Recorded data

- - - -

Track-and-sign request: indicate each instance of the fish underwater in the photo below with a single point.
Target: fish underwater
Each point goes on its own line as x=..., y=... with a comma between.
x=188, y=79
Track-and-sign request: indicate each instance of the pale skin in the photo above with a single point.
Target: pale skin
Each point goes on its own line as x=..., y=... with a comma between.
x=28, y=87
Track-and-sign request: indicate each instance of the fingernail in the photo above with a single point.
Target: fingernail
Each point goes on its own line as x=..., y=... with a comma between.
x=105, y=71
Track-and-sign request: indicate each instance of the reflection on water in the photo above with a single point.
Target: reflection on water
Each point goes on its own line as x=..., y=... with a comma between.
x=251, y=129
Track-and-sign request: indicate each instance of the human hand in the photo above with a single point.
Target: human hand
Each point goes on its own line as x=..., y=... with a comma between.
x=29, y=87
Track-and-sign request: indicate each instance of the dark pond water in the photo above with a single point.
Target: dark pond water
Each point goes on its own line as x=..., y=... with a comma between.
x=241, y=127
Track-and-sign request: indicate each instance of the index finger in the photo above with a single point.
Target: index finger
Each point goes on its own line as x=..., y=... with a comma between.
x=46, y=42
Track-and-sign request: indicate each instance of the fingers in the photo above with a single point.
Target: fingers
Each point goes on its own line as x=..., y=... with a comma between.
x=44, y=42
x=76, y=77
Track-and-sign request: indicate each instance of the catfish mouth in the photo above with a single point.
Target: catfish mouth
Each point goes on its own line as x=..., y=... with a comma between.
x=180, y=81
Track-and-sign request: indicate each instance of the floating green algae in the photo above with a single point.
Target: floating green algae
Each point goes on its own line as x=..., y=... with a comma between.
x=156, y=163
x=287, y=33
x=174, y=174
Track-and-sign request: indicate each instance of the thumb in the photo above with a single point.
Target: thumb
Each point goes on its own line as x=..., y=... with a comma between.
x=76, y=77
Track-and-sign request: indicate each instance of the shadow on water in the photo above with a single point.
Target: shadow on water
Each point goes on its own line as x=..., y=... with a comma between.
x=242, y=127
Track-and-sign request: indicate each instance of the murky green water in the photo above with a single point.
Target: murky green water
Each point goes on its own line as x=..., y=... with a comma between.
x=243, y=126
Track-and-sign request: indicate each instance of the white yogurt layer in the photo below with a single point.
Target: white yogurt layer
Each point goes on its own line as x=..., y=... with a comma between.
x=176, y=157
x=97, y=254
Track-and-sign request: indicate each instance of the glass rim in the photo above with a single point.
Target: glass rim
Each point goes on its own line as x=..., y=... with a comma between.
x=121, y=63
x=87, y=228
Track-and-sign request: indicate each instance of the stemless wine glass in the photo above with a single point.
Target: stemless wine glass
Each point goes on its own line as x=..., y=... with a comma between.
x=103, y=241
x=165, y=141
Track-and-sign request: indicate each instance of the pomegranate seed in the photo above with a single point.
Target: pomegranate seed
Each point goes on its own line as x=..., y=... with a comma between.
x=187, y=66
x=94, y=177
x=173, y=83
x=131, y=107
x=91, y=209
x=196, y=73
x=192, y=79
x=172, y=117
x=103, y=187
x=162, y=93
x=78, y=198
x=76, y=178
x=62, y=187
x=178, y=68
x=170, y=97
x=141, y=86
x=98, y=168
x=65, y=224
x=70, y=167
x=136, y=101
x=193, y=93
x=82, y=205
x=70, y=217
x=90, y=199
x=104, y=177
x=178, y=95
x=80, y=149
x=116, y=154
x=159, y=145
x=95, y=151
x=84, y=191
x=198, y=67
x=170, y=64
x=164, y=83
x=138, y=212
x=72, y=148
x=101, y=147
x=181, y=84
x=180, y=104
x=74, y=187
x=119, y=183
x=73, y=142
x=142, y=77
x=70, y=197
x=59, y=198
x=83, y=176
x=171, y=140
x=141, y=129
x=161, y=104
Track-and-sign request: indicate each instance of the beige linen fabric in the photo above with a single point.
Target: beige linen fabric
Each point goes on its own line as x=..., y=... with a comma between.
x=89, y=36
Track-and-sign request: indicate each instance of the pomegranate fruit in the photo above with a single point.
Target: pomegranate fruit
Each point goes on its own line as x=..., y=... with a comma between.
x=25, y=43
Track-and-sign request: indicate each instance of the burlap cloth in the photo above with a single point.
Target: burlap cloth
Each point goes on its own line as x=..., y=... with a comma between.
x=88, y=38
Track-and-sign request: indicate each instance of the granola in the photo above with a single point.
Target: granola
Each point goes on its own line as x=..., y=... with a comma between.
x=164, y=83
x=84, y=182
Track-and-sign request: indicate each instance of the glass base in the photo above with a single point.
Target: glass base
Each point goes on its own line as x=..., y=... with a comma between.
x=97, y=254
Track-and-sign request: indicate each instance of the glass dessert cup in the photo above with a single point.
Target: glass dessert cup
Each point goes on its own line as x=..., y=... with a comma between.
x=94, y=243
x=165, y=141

- - - -

• [Exercise details]: Swap "floating green algae" for "floating duckweed" in the records from the line with "Track-and-sign request: indicate each instance of the floating" to the line with "x=174, y=174", and give back only those lines with nothing else altered.

• [Worked answer]:
Track-and-sign request: indicate each instance of the floating duckweed in the photo above with a single point.
Target: floating duckweed
Each point goes on its own line as x=..., y=... with a comma between.
x=156, y=163
x=287, y=33
x=174, y=174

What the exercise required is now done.